Saved data entries:
━━━━━━━━━━
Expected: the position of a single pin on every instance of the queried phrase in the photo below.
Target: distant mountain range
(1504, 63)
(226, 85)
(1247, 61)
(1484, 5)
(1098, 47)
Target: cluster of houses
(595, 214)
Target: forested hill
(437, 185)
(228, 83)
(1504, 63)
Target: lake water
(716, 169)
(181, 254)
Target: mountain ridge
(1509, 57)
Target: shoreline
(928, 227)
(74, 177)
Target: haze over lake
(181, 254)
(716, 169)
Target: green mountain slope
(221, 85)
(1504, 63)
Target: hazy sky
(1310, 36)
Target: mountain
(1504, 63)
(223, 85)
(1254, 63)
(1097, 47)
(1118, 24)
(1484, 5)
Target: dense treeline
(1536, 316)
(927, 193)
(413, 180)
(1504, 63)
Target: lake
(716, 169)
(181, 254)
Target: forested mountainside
━━━━━━━━━━
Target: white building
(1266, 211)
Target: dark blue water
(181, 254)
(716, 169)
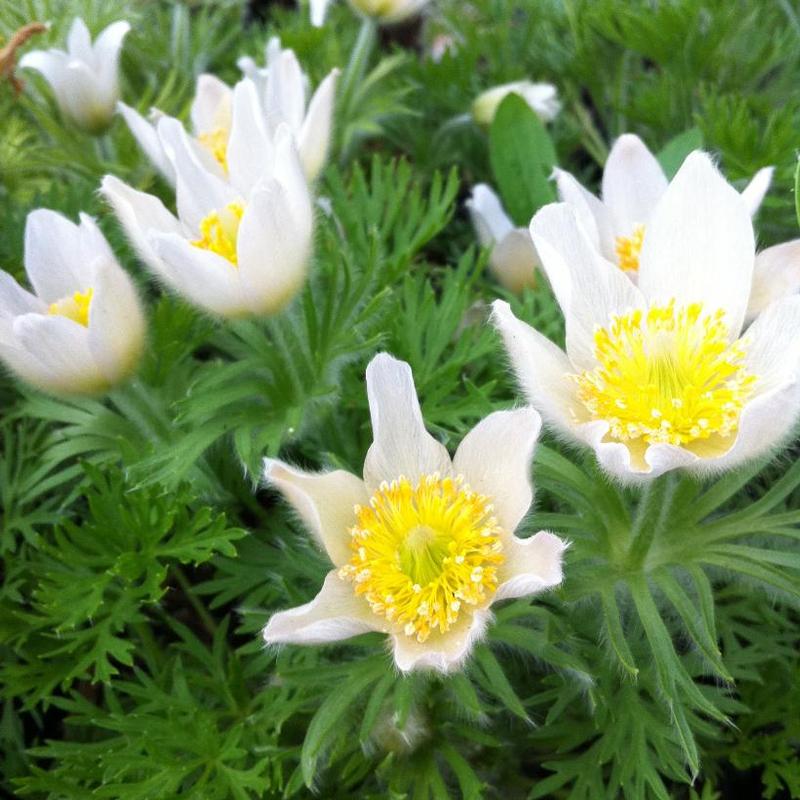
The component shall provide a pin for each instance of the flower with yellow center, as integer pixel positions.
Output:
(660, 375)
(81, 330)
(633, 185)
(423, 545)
━━━━━━━━━━
### Your objective:
Please swap "lake" for "pond" in the listing, starting with the line with "Target: haze over lake" and going on through the line with "Target: forested mountainside". Return only those lines, with nothing else changed.

### Output of the task:
Target: haze over pond
(181, 254)
(716, 169)
Target: green mountain slope
(221, 85)
(1504, 63)
Target: hazy sky
(1310, 36)
Target: mountain
(1504, 63)
(223, 85)
(1254, 63)
(1097, 47)
(1118, 24)
(1484, 5)
Target: dense treeline
(1536, 316)
(927, 193)
(413, 180)
(1504, 63)
Target: pond
(716, 169)
(181, 254)
Target: forested mountainside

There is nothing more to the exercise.